Task statement: In the material below, the lines to repeat exactly run from the one containing "column 464, row 380" to the very last line, both included.

Records for this task:
• • • •

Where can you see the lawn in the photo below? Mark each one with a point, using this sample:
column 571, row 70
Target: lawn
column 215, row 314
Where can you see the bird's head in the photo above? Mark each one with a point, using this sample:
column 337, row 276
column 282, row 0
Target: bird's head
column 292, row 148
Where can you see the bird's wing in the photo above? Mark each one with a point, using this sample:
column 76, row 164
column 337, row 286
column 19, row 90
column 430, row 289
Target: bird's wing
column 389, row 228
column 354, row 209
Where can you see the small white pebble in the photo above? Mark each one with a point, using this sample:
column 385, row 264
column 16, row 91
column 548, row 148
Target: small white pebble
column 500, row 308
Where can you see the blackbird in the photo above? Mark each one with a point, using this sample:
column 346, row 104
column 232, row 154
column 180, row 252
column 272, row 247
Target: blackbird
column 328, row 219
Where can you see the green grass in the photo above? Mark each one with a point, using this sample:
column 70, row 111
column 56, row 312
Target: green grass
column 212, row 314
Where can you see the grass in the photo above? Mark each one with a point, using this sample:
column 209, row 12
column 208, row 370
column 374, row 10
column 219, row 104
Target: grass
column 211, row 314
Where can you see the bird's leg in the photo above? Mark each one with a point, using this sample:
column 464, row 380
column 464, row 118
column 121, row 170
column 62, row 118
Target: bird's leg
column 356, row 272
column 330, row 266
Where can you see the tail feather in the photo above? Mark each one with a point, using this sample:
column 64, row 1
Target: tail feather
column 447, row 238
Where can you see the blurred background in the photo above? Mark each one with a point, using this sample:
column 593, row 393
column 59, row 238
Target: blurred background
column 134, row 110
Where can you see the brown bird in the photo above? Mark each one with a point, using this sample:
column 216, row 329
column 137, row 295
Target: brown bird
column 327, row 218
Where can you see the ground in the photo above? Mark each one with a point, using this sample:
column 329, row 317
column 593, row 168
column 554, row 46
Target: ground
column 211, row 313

• • • •

Output of the exercise:
column 464, row 380
column 464, row 118
column 121, row 170
column 62, row 118
Target: bird's leg
column 356, row 272
column 330, row 266
Where can you see the tail feather in the photo above? Mark each one with a point, using this sample:
column 64, row 1
Target: tail feather
column 447, row 238
Where can you see the blurred background in the photo above? Mark each one with a point, using this sample:
column 593, row 393
column 59, row 238
Target: blurred background
column 134, row 110
Where can you see the brown bird in the photo above? Mark each one with a point, using this sample:
column 216, row 329
column 137, row 295
Target: brown bird
column 327, row 218
Where can you see the ground in the photo above? Mark each one with a point, using this sample:
column 329, row 317
column 593, row 168
column 554, row 46
Target: ground
column 211, row 313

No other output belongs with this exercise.